→ **TUGAS SINGKAT A**
Bagaimana terjemahan kalimat "Salah satunya adalah pemanfaatan sempadan untuk pembangunan hotel serta bangunan Cafe." dari dokumen tentang Lembah Anai di bawah ke dalam bahasa Inggris?

→ **DOKUMEN**
-*-

Pelanggaran Terhadap Tata Ruang di Kawasan Lembah Anai Harus Segera ditindak Secara Tegas oleh Pemerintah

Kawasan Lembah Anai Merupakan hulu dari DAS Anai yang berfungsi sebagai daerah tangkapan air guna menjaga kelestarian fungsi DAS Anai. Namun beberapa tahun terakhir Pemerintah telah gagal dalam Mengelola kawasan ini , kegagalan ini ditandai dengan menjamurnya aktivitas pemanfaatan/ budidaya yang tidak sesuai peruntukannya. Salah satunya adalah pemanfaatan sempadan untuk pembangunan hotel serta bangunan Cafe.

 

Sebelumnya Kementerian ATR BPN telah melakukan survey lapangan dan menyatakan bahwa 2 objek tersebut melanggar aturan tata ruang. Selanjutnya Pada Tanggal 17 April 2024 Kementerian ATR/BPN melakukan Rapat Pembahasan Kasus dalam rangka Penertiban Pemanfaatan Ruang di Kawasan Lembah Anai, Kabupaten Tanah Datar, Provinsi Sumatera Barat.

-*-

→ **MATERI YANG DITAMPILKAN**

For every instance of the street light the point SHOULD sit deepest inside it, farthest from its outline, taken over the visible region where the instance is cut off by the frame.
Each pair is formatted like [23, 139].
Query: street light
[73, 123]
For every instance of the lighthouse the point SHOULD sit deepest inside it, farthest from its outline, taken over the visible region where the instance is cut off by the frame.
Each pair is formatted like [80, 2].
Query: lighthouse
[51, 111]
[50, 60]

-*-

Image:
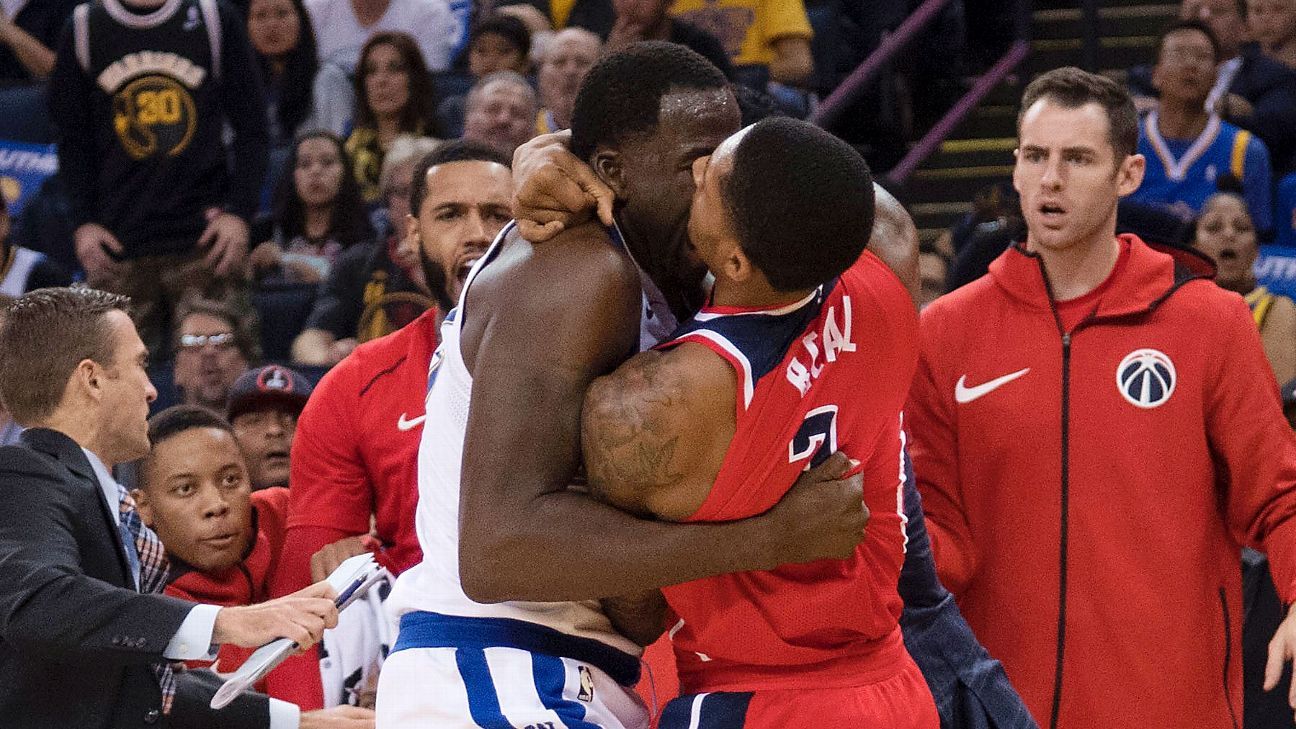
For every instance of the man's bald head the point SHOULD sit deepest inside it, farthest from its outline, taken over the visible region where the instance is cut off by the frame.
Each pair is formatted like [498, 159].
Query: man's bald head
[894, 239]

-*-

→ **TUGAS SINGKAT B**
Baris mana saja dalam daftar di atas yang memuat string "Query"? Kumpulkan semuanya, dengan membedakan huruf besar dan kecil.

→ **JAWABAN LATIHAN A**
One of these is the use of setback areas for the construction of a hotel and café buildings.

→ **JAWABAN LATIHAN B**
Query: street light
Query: lighthouse
Query: man's bald head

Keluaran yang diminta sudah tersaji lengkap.